Aşağıdaki Katı kitabıyla ilgili metinden "(Arka kapaktan)" sözleriyle başlayıp "olmuştum kütüphaneye zaten." sözlerine kadar süren kısmı hiç değiştirmeden yaz.

# Okunacak metin
──────────

Katı
Turgut Yüksel
Çitlembik Yayınları
“…O
seni Dran’ın ülkesine hızla götürecektir.” –Sıvı’dan
“Galiba öldün…
Aşk üstüne artık kimin yeni söyleyecek bir şeyleri
olabilir, yüzyıllardan beri söylenileni farklı dizilimlerde yeniden
tekrarlanmaktan başka? Yeni söylenebilecek tek şey şu olmalı: İyi aşk mutlaka
bitmeli…
Bu arada sana ismimi söylemeyi unuttum.
Ben Dran…
Ve artık duymayan kulaklarına şınu fısıldayabilirim:
Hayatını biçimlendiren insanlarla cehennemin dibinde
buluşacağım ve onların yüzüne bakacağım.”
(Arka kapaktan)
Osmanlıca kursuna gidiyorum ben Ekimden
beri. Ama son iki haftadır falan kurs Kuşadası İlçe Kütüphanesi’nde veriliyor.
Zaten Hocamız da kütüphanenin müdürü. Ben de üye olmuştum kütüphaneye zaten.
Daha önce de pazarlamayla ilgili bir sürü kitap alıp bitiremeyip geri
vermiştim. Yoğumum zaten de elimde okunmayı bekleyen çok yarım kitap var diye
almıyordum kütüphaneden. Ama son gidişimde dayanamadım ve bu kitabı aldım. Artık
kabı mı ilgimi çekti yoksa adı mı bilemiyorum.

──────────

# Verilen malzeme
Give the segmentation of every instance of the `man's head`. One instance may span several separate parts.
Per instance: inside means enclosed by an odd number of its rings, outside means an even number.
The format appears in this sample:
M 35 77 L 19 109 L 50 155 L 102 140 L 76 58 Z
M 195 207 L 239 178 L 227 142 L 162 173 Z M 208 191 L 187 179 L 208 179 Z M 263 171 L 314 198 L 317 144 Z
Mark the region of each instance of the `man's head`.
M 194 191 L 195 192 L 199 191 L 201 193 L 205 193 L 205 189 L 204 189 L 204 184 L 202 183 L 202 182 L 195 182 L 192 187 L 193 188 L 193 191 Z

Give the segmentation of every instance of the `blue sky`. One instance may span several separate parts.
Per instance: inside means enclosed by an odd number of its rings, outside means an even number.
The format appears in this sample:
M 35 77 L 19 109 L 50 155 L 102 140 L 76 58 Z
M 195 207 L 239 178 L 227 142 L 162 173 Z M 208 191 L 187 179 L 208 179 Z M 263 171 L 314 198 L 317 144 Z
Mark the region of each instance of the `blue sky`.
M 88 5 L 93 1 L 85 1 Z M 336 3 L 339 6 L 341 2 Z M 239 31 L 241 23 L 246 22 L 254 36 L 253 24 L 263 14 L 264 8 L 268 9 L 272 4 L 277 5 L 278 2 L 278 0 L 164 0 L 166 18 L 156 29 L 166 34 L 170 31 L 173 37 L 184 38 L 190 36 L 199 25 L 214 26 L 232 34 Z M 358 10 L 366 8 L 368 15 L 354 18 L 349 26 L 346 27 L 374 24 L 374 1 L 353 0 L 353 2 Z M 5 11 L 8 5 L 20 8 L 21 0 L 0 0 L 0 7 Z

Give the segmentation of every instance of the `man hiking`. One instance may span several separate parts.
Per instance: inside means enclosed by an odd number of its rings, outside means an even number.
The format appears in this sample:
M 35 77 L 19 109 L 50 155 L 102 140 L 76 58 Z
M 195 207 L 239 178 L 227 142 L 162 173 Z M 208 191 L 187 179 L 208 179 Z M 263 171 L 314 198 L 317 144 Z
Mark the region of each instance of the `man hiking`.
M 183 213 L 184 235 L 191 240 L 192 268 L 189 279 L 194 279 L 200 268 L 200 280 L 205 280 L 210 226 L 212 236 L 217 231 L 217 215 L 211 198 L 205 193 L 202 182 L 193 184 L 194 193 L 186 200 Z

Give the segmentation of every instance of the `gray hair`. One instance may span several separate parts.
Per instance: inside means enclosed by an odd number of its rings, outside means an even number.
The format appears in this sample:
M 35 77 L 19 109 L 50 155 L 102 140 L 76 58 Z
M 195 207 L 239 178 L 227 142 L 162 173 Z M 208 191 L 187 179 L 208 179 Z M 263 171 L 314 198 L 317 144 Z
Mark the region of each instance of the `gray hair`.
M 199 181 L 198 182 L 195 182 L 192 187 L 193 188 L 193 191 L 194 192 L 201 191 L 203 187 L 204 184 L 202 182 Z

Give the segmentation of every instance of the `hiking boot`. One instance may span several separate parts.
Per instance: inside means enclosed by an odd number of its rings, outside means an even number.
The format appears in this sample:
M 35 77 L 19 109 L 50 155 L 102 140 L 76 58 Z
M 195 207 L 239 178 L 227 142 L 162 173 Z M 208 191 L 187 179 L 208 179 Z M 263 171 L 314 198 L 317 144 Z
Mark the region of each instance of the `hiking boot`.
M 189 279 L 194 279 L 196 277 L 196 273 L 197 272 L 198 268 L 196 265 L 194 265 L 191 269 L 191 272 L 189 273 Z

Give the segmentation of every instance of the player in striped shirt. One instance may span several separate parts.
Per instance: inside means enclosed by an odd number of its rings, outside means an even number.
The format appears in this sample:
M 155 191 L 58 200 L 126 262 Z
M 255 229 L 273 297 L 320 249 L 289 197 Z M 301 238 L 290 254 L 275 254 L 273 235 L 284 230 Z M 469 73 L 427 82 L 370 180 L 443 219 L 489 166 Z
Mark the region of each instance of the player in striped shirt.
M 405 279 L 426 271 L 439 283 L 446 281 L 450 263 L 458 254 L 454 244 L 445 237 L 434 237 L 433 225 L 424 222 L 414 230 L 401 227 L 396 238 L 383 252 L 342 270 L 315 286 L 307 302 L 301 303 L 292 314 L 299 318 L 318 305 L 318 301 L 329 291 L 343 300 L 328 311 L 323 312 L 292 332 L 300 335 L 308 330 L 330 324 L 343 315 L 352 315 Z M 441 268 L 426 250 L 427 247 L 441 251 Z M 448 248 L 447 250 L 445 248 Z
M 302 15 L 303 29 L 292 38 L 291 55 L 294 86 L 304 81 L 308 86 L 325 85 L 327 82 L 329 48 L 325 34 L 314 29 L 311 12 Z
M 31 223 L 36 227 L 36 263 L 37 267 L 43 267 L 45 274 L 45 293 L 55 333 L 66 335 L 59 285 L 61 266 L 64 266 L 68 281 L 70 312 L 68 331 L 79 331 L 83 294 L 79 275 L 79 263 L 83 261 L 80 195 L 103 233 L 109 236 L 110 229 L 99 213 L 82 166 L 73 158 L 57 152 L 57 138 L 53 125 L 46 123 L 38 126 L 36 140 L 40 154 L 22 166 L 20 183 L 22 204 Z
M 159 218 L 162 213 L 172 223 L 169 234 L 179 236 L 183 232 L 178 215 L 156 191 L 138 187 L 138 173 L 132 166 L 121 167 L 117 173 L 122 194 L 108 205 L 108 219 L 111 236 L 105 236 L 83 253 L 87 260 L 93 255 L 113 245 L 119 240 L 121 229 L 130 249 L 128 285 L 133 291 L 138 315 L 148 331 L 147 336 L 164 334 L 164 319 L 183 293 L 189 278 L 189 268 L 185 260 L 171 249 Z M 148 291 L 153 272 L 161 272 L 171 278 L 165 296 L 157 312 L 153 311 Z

──────────

# Görevin çıktısı
(Arka kapaktan)
Osmanlıca kursuna gidiyorum ben Ekimden
beri. Ama son iki haftadır falan kurs Kuşadası İlçe Kütüphanesi’nde veriliyor.
Zaten Hocamız da kütüphanenin müdürü. Ben de üye olmuştum kütüphaneye zaten.